=== SOURCE MATERIAL ===

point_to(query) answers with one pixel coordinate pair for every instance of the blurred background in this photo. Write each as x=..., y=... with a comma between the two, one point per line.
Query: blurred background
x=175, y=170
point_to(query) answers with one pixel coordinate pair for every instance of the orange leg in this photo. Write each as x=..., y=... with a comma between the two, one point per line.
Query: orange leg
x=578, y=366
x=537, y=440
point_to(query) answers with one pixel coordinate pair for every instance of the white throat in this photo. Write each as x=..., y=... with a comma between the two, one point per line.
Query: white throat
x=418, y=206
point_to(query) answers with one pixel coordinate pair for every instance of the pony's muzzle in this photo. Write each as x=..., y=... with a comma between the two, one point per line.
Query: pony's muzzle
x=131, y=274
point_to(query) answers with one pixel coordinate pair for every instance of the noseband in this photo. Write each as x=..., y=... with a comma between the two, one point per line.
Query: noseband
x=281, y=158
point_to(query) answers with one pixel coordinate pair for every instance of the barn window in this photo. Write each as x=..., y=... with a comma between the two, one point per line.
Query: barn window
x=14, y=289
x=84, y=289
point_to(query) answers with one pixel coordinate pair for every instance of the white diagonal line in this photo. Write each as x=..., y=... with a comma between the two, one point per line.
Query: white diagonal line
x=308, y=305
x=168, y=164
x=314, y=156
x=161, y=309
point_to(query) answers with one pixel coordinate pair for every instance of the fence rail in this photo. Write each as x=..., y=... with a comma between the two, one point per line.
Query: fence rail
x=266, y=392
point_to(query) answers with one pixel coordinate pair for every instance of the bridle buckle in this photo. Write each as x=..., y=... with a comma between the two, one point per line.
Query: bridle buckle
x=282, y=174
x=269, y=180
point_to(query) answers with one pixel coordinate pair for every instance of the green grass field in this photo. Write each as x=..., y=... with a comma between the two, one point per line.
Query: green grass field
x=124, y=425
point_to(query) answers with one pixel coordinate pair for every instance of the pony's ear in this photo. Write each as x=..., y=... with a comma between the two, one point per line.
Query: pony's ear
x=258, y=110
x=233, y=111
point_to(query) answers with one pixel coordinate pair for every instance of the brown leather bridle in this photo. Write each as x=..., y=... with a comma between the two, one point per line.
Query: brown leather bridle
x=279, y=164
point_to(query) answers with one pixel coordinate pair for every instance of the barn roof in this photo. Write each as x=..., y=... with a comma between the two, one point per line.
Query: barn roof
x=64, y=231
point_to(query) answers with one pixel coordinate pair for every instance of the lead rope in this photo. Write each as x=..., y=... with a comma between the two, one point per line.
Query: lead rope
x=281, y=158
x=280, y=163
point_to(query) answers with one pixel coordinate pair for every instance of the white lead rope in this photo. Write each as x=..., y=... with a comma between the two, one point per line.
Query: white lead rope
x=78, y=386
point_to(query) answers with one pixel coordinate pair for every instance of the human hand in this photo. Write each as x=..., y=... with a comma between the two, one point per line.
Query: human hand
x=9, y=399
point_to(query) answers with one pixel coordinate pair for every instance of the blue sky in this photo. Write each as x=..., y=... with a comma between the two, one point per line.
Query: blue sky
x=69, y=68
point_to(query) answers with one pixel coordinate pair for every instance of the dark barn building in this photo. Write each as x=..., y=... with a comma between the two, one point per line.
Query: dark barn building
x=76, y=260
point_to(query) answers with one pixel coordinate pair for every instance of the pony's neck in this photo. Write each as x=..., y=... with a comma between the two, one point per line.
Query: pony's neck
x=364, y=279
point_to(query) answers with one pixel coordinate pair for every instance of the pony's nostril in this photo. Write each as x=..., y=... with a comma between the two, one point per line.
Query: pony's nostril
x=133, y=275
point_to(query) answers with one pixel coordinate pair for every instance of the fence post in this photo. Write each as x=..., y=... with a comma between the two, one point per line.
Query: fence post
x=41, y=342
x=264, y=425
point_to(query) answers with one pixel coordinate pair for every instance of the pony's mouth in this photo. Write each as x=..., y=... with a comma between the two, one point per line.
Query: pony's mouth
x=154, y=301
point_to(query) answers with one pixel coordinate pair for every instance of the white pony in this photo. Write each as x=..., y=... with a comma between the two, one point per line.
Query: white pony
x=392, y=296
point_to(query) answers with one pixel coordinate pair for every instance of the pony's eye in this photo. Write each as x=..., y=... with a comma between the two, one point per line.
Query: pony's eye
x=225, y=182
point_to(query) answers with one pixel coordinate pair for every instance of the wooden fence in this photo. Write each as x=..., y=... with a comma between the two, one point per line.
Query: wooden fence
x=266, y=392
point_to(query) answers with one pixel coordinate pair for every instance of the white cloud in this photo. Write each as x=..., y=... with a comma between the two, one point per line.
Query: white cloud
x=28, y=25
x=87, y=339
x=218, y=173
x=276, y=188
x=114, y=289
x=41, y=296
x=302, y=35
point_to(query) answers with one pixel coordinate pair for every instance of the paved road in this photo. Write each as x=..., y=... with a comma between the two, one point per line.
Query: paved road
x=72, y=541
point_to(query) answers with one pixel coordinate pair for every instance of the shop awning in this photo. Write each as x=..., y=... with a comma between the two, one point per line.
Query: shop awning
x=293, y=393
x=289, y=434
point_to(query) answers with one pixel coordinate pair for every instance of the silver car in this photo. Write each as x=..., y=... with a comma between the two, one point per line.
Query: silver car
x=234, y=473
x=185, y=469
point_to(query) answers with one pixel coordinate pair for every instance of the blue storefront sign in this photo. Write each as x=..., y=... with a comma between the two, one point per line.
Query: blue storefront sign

===

• [INSTRUCTIONS FOR THE TASK] Begin at the line that has "the white pony" and stop after the line that has "x=225, y=182", writing every line in that span out again, requests included. Multiply each coordinate in the answers by 2.6 and round it to a whole number, with halves going up.

• [FINAL RESULT]
point_to(query) answers with one pixel coordinate pair for every instance of the white pony in this photo. Write each as x=..., y=... with a comma between the two, one point per line.
Query: white pony
x=1019, y=770
point_to(query) answers with one pixel coordinate pair for every instance of the pony's eye in this photo. Write each as x=..., y=... with a comma between the two, one point per line.
Query: pony's eye
x=585, y=473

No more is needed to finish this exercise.